● Work to complete: Output the lines that follow exactly as they are.

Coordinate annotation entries
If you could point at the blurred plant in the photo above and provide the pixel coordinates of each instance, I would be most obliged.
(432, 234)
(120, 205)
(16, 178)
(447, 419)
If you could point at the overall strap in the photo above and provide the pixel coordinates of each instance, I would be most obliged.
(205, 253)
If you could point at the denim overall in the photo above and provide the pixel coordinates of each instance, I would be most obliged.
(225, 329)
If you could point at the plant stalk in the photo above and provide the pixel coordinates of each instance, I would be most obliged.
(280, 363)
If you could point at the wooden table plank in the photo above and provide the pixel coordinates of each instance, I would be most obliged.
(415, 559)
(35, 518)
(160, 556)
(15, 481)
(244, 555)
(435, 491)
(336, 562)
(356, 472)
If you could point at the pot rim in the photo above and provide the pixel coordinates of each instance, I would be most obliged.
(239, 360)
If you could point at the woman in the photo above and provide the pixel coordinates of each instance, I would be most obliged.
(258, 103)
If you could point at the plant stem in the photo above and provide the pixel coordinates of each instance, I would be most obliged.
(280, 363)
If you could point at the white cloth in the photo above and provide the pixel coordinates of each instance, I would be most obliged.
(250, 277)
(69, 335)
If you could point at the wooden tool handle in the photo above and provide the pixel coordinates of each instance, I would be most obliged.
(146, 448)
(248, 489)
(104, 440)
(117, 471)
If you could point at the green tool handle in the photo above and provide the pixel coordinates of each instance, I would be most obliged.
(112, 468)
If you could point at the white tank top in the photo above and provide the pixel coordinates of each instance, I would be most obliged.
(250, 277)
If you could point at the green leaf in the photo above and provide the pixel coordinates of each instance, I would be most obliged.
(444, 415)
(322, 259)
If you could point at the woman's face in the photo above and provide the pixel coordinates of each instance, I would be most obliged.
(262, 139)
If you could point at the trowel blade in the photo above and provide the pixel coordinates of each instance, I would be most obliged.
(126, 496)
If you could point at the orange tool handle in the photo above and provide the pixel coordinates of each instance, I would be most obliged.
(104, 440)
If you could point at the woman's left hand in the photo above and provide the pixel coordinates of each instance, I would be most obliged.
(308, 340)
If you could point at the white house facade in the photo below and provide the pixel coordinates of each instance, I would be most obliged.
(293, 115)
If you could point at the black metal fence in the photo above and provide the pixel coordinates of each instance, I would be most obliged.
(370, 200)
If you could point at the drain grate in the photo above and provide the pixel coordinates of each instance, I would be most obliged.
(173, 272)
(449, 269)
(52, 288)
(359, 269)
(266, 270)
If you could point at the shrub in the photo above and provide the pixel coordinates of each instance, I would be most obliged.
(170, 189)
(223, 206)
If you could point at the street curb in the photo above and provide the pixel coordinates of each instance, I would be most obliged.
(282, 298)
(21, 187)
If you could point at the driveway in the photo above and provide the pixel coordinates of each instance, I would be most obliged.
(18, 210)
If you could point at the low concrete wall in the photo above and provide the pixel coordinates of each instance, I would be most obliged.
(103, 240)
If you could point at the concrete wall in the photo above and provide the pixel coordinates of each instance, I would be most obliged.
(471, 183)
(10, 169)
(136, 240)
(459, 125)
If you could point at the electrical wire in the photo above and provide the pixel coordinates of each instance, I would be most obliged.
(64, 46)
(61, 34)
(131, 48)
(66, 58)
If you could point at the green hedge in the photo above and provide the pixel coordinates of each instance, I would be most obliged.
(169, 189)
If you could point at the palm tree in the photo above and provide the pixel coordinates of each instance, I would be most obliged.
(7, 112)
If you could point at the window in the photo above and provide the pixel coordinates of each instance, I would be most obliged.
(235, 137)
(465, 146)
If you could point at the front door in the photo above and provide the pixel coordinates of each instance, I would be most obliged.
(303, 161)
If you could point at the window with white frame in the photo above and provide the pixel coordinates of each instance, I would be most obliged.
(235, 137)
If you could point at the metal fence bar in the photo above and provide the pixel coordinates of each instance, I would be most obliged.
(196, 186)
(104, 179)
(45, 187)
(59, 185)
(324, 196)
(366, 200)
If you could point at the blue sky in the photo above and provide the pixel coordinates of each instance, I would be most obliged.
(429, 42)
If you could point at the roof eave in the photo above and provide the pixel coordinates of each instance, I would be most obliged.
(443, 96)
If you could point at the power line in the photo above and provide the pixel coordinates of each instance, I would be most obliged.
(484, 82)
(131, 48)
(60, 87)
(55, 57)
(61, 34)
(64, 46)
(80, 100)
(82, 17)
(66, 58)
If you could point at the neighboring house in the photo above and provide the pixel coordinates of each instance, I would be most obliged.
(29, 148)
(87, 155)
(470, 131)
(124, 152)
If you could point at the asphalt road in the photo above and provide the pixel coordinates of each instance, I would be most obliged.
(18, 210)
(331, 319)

● Final result:
If you could point at the blurred plant in the photo above and provide the pixel coordinates of each instance, I would be most obliged.
(432, 234)
(120, 205)
(16, 178)
(447, 419)
If you could point at the overall strap in the photo above and provide the pixel coordinates of each instance, I would be most obliged.
(205, 253)
If you could point at the denim overall in the photo above and provide the pixel coordinates of each instance, I would be most obliged.
(225, 329)
If you could point at the plant stalk in the photo above and provide the pixel coordinates of each instance, I would be most obliged.
(280, 363)
If you could point at the wooden table plank in the photo above and provide the pixel coordinates of each instance, I would be most obliged.
(415, 559)
(35, 518)
(160, 556)
(15, 481)
(244, 555)
(435, 491)
(336, 562)
(356, 472)
If you could point at the pot rim in the photo above and provide the pixel coordinates of each instance, I would be most obliged.
(239, 360)
If you could point at the woman in the photo above and provide the pixel coordinates of each instance, I would be most obliged.
(258, 103)
If you could point at the plant stem in the photo above and provide the pixel coordinates of each instance, I would be most obliged.
(280, 363)
If you could point at the white cloth in the photo above and provide the pixel coordinates of each instance, I would be most obliged.
(250, 277)
(69, 335)
If you could point at the wooden tool handle in the photo above and provide the pixel coordinates of each instance, I would be most obliged.
(146, 448)
(248, 489)
(104, 440)
(117, 471)
If you could point at the green tool handle in the photo above and provide the pixel coordinates of each instance, I would be most obliged.
(112, 468)
If you could point at the white tank top in the photo above and provide the pixel coordinates of each instance, I would be most obliged.
(250, 277)
If you could point at the green leaf in the photo above and provide the pixel coordinates of each instance, I would be most obliged.
(444, 415)
(322, 259)
If you could point at the woman's face in the photo above and provide the pixel coordinates of each instance, I would be most obliged.
(262, 139)
If you could point at the trowel blade in the photo above and provide the pixel coordinates of each instance, I would be most obliged.
(126, 496)
If you could point at the orange tool handle in the photo above and provide the pixel coordinates of each instance, I would be most obliged.
(104, 440)
If you could point at the woman's left hand in the photo above and provide the pixel coordinates of each instance, I would be most obliged.
(308, 340)
If you could point at the white house facade in the photo below and provide the pixel coordinates of each instance, I would be most obliged.
(293, 115)
If you could point at the black metal fence in the photo above and provide the pixel coordinates of each instance, I would be most obliged.
(370, 200)
If you could point at the drain grate in the photo above and provide the pixel coordinates of each instance, I would be most obliged.
(173, 272)
(449, 269)
(52, 288)
(359, 269)
(266, 270)
If you could point at the shrub in the photo above and provide the pixel coordinates of each instance, I would be most obliged.
(170, 189)
(223, 206)
If you could point at the street curb in the photo above and provide the pixel coordinates of each instance, I would be most obliged.
(282, 298)
(21, 187)
If you could point at the driveway in the photo above and provide the pixel coordinates of each instance, I would be most obliged.
(18, 210)
If you could point at the low concrete wall in the photo above and provide the pixel coordinates of each instance, I would be most obliged.
(103, 240)
If you could point at the concrete wall in the photo above and provide the pixel coordinates of each instance, I would be most obliged.
(471, 183)
(10, 169)
(136, 240)
(459, 125)
If you could point at the electrical wire in the photo above and provide the pixel coordinates of each instance, I would be most obliged.
(64, 46)
(61, 34)
(131, 48)
(66, 58)
If you could point at the green hedge in the photo above and provide the pixel coordinates of each instance, I would be most obliged.
(169, 189)
If you could point at the palm tree in the photo above and provide the pixel coordinates of each instance, I would be most obliged.
(7, 112)
If you could point at the window in the photo above and provide the pixel coordinates of each instance, I would be most obliged.
(235, 137)
(465, 146)
If you could point at the front door in the photo above and provide the pixel coordinates of each instance, I would be most obliged.
(303, 161)
If you could point at the window with white frame in the photo above and provide the pixel coordinates of each instance, I would be most obliged.
(235, 137)
If you could point at the metal fence bar in the photo above and provide the pixel coordinates of each instance, I would be most obliged.
(196, 186)
(104, 179)
(45, 187)
(59, 185)
(324, 196)
(366, 200)
If you could point at the blue sky in the photo above and provide the pixel coordinates of each instance, I would be most obliged.
(429, 42)
If you could point at the roof eave in the photo above and provide the pixel coordinates of each instance, I would be most obliged.
(443, 96)
If you could point at the power line in the photo above and provide the pixel coordinates of each instance, I would be most obliged.
(484, 82)
(131, 48)
(60, 87)
(55, 57)
(61, 34)
(64, 46)
(80, 100)
(82, 17)
(66, 58)
If you could point at the neighboring house in the photo above and provide the pixel coordinates of each instance, I would be most obliged.
(29, 148)
(87, 155)
(470, 131)
(124, 152)
If you could point at the asphalt road in the photo above and provide the pixel coordinates of each instance, I would be most obliged.
(18, 210)
(331, 319)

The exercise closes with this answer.